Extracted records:

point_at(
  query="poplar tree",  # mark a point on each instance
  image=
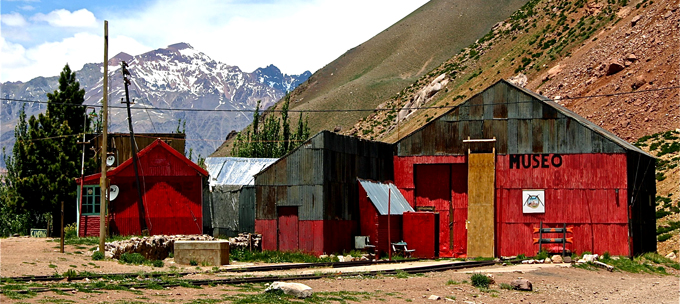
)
(272, 137)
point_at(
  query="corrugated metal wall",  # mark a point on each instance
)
(520, 123)
(320, 178)
(225, 210)
(584, 170)
(642, 202)
(172, 193)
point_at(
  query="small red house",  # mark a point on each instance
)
(171, 187)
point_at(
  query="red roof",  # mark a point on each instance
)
(158, 144)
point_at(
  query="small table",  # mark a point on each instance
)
(400, 248)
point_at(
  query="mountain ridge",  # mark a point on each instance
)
(178, 77)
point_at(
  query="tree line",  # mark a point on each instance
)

• [What the exercise asks] Swap "red" for "green" throughout the extracted records and rewrite the lines with everything else unchanged. Leave the pictures out of your answer.

• [Solution for this exercise]
point_at(
  query="poplar tree",  # mark a point on each instance
  image=
)
(272, 137)
point_at(
  query="corrugated metal wall",  # mark a point on each instance
)
(520, 123)
(320, 178)
(225, 210)
(584, 170)
(642, 202)
(172, 193)
point_at(
  query="small green house",  # mark a point on each instance
)
(171, 187)
point_at(
  query="green roof",  # mark a point on each instance
)
(158, 144)
point_at(
  query="small table",  # mark a point on each instance
)
(400, 248)
point_at(
  query="mountain ridge",  # mark a point on each instance
)
(178, 77)
point_at(
  query="tree line",  # mark a point on each instance
)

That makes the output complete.